AIM
State how many lines in the items below contain the word "bare", treating case as significant. Give only the number.

::: MATERIAL PROVIDED :::

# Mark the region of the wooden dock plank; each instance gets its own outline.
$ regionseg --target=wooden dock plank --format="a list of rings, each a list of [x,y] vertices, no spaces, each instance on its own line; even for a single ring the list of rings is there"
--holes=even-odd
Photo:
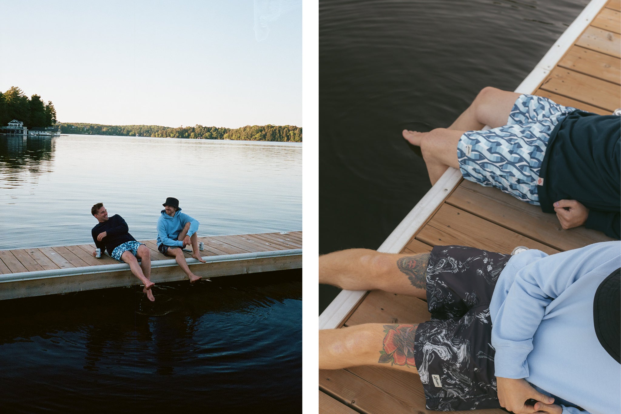
[[[266,243],[274,243],[281,246],[284,250],[302,248],[302,243],[299,241],[294,241],[291,239],[287,240],[284,238],[279,238],[271,234],[256,235],[255,237],[258,240],[264,240]]]
[[[217,237],[214,237],[214,240],[226,243],[229,246],[245,250],[247,252],[254,251],[255,250],[255,246],[252,244],[247,243],[245,240],[233,238],[231,236],[218,236]],[[256,248],[258,250],[258,251],[266,251],[266,249],[263,248],[262,246],[260,247],[256,246]]]
[[[429,320],[427,304],[414,296],[371,290],[345,322],[361,323],[419,323]]]
[[[322,391],[319,392],[319,411],[330,414],[358,414],[338,400],[335,400]]]
[[[591,25],[614,33],[621,33],[621,13],[617,10],[604,8],[593,19]]]
[[[0,260],[4,263],[11,273],[20,273],[27,272],[28,269],[20,263],[19,260],[13,255],[10,250],[0,250]]]
[[[227,254],[236,254],[238,253],[247,253],[248,251],[237,246],[230,245],[228,243],[222,241],[215,237],[209,238],[210,246],[213,246],[221,251],[225,252]]]
[[[422,241],[419,241],[415,238],[410,240],[407,245],[401,250],[402,253],[425,253],[431,251],[433,248],[433,246],[426,245]]]
[[[599,27],[590,26],[576,42],[576,45],[601,52],[615,57],[621,57],[621,35]]]
[[[37,261],[28,252],[23,249],[19,250],[11,250],[13,256],[19,261],[19,263],[24,265],[29,272],[36,272],[43,270],[43,268],[37,263]]]
[[[464,180],[446,202],[557,250],[569,250],[613,239],[584,227],[564,230],[556,215],[542,212],[498,189]]]
[[[0,259],[0,274],[9,274],[12,272],[9,267]]]
[[[621,60],[579,46],[571,48],[558,66],[617,85],[621,82]]]
[[[75,267],[51,247],[40,247],[39,250],[61,269]]]
[[[583,102],[576,101],[575,99],[572,99],[571,98],[567,97],[566,96],[558,95],[552,92],[544,91],[543,89],[538,89],[535,94],[539,96],[548,97],[557,104],[560,104],[561,105],[572,106],[574,108],[582,109],[582,110],[586,110],[589,112],[593,112],[594,114],[597,114],[598,115],[610,115],[612,114],[612,110],[604,109],[602,108],[598,108],[596,106],[589,105],[588,104],[585,104]]]
[[[416,236],[428,245],[461,245],[510,253],[517,246],[538,249],[552,254],[558,250],[478,217],[450,204],[444,204]]]
[[[82,268],[88,266],[88,263],[72,253],[69,249],[65,246],[57,246],[52,248],[57,253],[62,256],[65,259],[68,260],[74,267]]]
[[[619,85],[564,68],[555,68],[541,89],[611,112],[621,106]]]
[[[82,249],[82,250],[83,250],[87,254],[88,254],[91,257],[93,257],[93,251],[94,251],[94,250],[97,248],[96,247],[95,247],[94,245],[78,245],[78,247]],[[119,263],[116,260],[114,260],[114,259],[112,259],[111,257],[108,256],[107,254],[106,254],[104,252],[101,252],[101,257],[96,259],[99,261],[97,263],[99,263],[99,264],[114,264],[115,263]]]

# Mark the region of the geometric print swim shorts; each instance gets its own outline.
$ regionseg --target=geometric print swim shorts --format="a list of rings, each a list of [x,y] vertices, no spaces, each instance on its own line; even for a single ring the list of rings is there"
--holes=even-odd
[[[139,241],[125,241],[122,245],[120,245],[116,247],[112,253],[110,253],[110,256],[112,256],[112,258],[115,260],[118,260],[119,261],[123,261],[120,259],[121,255],[128,250],[132,252],[134,256],[138,253],[138,248],[140,247],[140,245],[144,243],[140,243]]]
[[[507,125],[468,131],[460,138],[457,158],[461,174],[539,205],[537,180],[550,133],[576,110],[546,97],[520,95]]]

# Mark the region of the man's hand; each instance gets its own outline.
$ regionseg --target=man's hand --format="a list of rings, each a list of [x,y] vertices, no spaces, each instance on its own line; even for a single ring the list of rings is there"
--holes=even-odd
[[[554,402],[553,398],[539,392],[524,379],[496,377],[496,385],[498,388],[498,402],[501,406],[515,414],[530,414],[539,411],[550,414],[561,414],[563,412],[561,406],[552,403]],[[526,401],[530,398],[538,402],[534,405],[528,405]]]
[[[589,217],[589,209],[576,200],[560,200],[554,204],[554,210],[565,230],[581,226]]]

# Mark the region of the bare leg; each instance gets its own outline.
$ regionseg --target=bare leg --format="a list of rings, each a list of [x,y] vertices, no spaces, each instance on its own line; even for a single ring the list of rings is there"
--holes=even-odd
[[[196,233],[190,237],[190,241],[192,242],[192,257],[199,262],[206,263],[207,261],[202,258],[202,256],[201,256],[201,251],[198,250],[198,236]]]
[[[149,250],[149,248],[147,247],[144,245],[140,245],[138,248],[138,251],[136,254],[136,256],[140,259],[140,269],[142,269],[142,274],[145,275],[145,277],[151,280],[151,251]],[[147,294],[147,297],[151,302],[155,301],[155,297],[153,296],[153,293],[150,289],[147,289],[146,286],[142,289],[142,291]]]
[[[319,368],[376,365],[418,374],[414,335],[418,324],[365,323],[319,331]]]
[[[188,275],[188,278],[190,279],[190,283],[194,284],[195,282],[201,280],[201,276],[197,276],[190,271],[190,268],[188,266],[188,263],[186,263],[186,257],[183,255],[183,250],[181,250],[181,248],[169,247],[166,254],[166,256],[175,258],[175,259],[177,261],[177,264],[181,268],[184,273]]]
[[[381,289],[427,298],[428,253],[381,253],[349,249],[319,256],[319,283],[350,290]]]
[[[505,125],[519,96],[520,94],[487,86],[448,128],[429,132],[403,130],[404,138],[420,147],[432,184],[448,167],[459,168],[457,144],[464,132],[481,130],[486,125],[491,128]]]
[[[131,269],[132,273],[136,277],[140,279],[140,281],[145,285],[145,289],[150,290],[155,284],[145,276],[144,273],[142,272],[142,269],[138,264],[138,260],[131,251],[127,251],[124,252],[120,255],[120,259],[129,265],[129,268]]]

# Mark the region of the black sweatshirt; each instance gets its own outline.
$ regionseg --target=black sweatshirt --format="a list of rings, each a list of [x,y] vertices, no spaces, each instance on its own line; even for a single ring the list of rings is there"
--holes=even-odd
[[[621,117],[576,110],[550,135],[540,177],[539,202],[553,213],[560,200],[589,209],[587,228],[620,238]]]
[[[108,253],[112,254],[112,250],[126,241],[135,241],[136,239],[132,237],[128,232],[129,228],[123,217],[115,214],[108,218],[107,221],[99,223],[93,228],[91,234],[95,245],[101,249],[101,251],[107,249]],[[106,232],[106,235],[101,241],[97,241],[97,236],[100,233]]]

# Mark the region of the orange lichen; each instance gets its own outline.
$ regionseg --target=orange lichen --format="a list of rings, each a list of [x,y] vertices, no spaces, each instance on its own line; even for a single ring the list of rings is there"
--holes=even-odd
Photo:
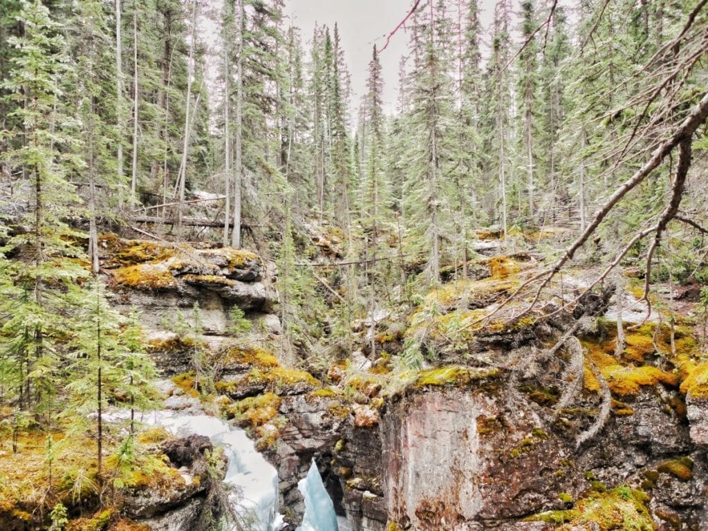
[[[174,384],[181,389],[185,394],[192,398],[199,398],[199,391],[197,389],[193,371],[173,376],[171,379]]]
[[[645,386],[656,387],[661,383],[675,387],[678,384],[675,375],[651,365],[622,367],[607,372],[605,375],[610,390],[620,396],[636,396]]]
[[[519,265],[509,256],[494,256],[489,258],[489,270],[492,278],[508,278],[521,270]]]
[[[177,280],[169,266],[166,261],[128,266],[115,271],[113,278],[118,284],[137,290],[174,289]]]
[[[694,399],[708,398],[708,362],[685,362],[679,372],[682,393]]]
[[[227,414],[242,427],[263,426],[278,416],[282,399],[274,393],[264,393],[239,400],[227,406]]]

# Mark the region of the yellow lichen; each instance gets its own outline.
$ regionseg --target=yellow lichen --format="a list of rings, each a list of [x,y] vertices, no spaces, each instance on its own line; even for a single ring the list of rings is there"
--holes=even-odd
[[[188,284],[203,284],[212,286],[233,286],[236,282],[230,278],[217,275],[184,275],[182,279]]]
[[[270,369],[280,365],[278,358],[262,347],[234,346],[227,348],[218,357],[223,365],[246,364],[258,369]]]
[[[687,361],[681,364],[681,392],[694,399],[708,398],[708,362]]]
[[[654,524],[641,491],[620,486],[607,492],[593,492],[578,500],[572,509],[541,513],[527,520],[563,524],[557,530],[585,529],[596,525],[600,531],[653,531]]]
[[[240,426],[256,428],[278,416],[281,401],[274,393],[264,393],[235,402],[227,408],[227,413],[235,418]]]
[[[413,382],[416,387],[438,386],[464,386],[475,382],[498,376],[498,369],[475,369],[451,365],[438,369],[429,369],[418,372]]]
[[[509,256],[494,256],[489,258],[489,264],[492,278],[507,278],[521,270],[519,265]]]
[[[223,257],[230,269],[238,268],[249,262],[256,262],[258,260],[258,256],[256,253],[245,249],[234,249],[233,247],[200,251],[199,254],[204,258]]]
[[[661,383],[675,387],[678,384],[675,375],[651,365],[622,367],[609,372],[605,377],[610,390],[620,396],[636,396],[645,386],[656,387]]]
[[[171,378],[174,384],[181,389],[185,394],[192,398],[199,398],[199,391],[197,389],[196,382],[193,371],[183,372]]]
[[[151,428],[137,436],[140,444],[148,445],[163,442],[170,438],[170,434],[164,428]]]

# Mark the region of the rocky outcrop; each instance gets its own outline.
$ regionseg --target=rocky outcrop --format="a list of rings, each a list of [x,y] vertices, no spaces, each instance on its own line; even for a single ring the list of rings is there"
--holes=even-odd
[[[195,345],[182,341],[184,329],[202,334],[210,349],[218,350],[231,334],[234,309],[266,334],[282,332],[280,319],[271,313],[278,302],[275,268],[254,253],[114,234],[101,236],[99,249],[109,279],[107,297],[125,315],[139,312],[164,376],[190,368]]]
[[[208,438],[190,435],[169,439],[160,450],[178,474],[169,481],[126,487],[120,491],[121,513],[152,531],[179,531],[197,529],[197,522],[205,510],[212,474],[223,477],[225,458],[214,467],[207,456],[214,451]],[[211,470],[210,468],[211,467]]]

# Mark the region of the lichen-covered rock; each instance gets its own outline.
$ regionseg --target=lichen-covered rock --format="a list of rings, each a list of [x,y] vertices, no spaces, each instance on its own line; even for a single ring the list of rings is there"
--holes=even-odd
[[[708,398],[690,394],[687,396],[686,416],[693,444],[708,448]]]

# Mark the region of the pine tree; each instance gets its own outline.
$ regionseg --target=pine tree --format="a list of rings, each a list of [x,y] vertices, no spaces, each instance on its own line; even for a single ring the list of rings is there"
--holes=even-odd
[[[527,176],[527,202],[529,221],[533,224],[536,210],[535,198],[534,173],[536,171],[535,144],[536,108],[538,86],[537,55],[538,47],[534,32],[536,30],[536,13],[533,0],[523,0],[521,3],[521,35],[524,47],[519,54],[518,93],[521,118],[521,144],[525,159]]]
[[[427,254],[426,275],[438,282],[448,214],[444,205],[449,192],[447,161],[452,141],[448,135],[452,117],[452,47],[445,3],[429,3],[423,17],[411,41],[416,77],[411,90],[410,124],[415,139],[409,155],[406,221],[409,239],[423,244],[422,249],[420,244],[413,246],[415,253],[423,251]]]
[[[4,259],[2,284],[8,298],[1,304],[11,316],[4,324],[0,341],[14,353],[21,375],[20,408],[50,416],[61,377],[57,342],[72,304],[61,295],[62,288],[86,273],[71,259],[82,254],[75,243],[80,234],[67,222],[79,198],[66,176],[64,150],[72,142],[60,129],[68,121],[59,106],[59,80],[67,73],[64,40],[38,0],[23,4],[18,18],[25,31],[8,40],[17,55],[3,84],[9,93],[9,115],[22,127],[9,132],[17,147],[4,158],[26,176],[30,185],[23,199],[31,209],[21,221],[29,230],[8,242],[10,248],[26,250],[25,263]]]

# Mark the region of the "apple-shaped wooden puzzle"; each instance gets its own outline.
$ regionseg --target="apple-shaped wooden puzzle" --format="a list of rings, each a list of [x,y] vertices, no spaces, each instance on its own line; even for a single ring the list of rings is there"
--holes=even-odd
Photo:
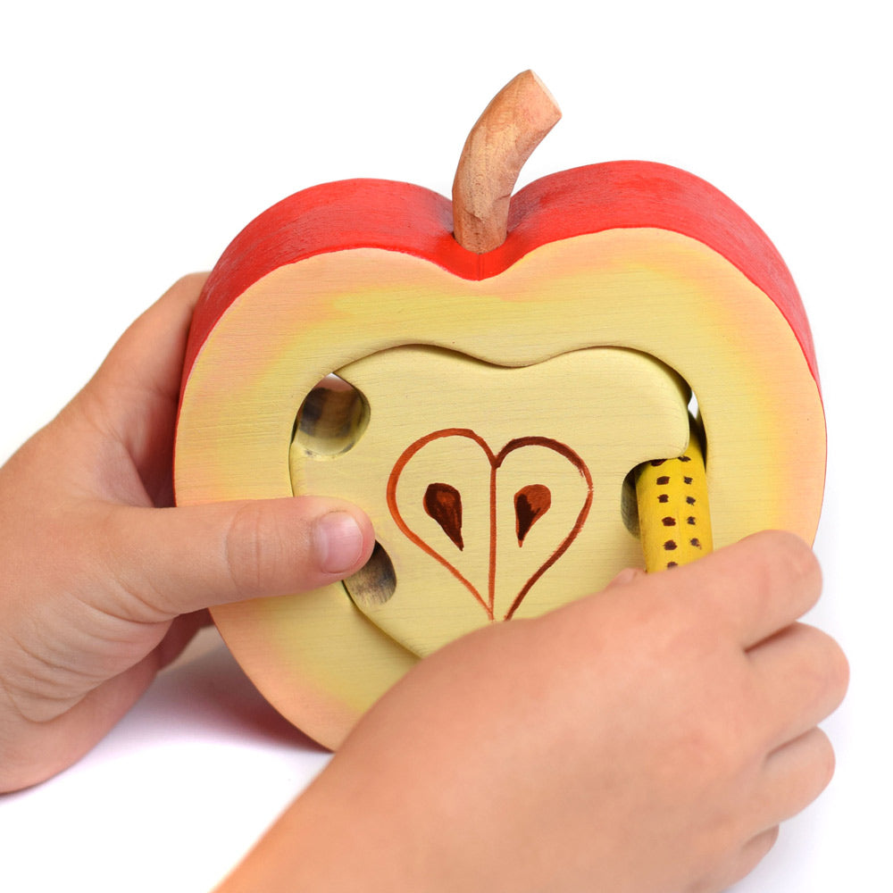
[[[824,415],[781,257],[663,164],[511,196],[557,117],[524,72],[472,130],[452,203],[373,179],[285,199],[196,311],[178,502],[314,493],[375,526],[343,584],[213,611],[265,697],[329,747],[477,627],[758,530],[814,536]]]

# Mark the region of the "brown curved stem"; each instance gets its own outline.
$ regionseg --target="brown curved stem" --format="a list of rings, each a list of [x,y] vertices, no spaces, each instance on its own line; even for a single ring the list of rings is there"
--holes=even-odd
[[[505,241],[512,190],[524,162],[561,118],[543,82],[522,71],[472,128],[453,181],[456,241],[482,255]]]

:::

FULL ANSWER
2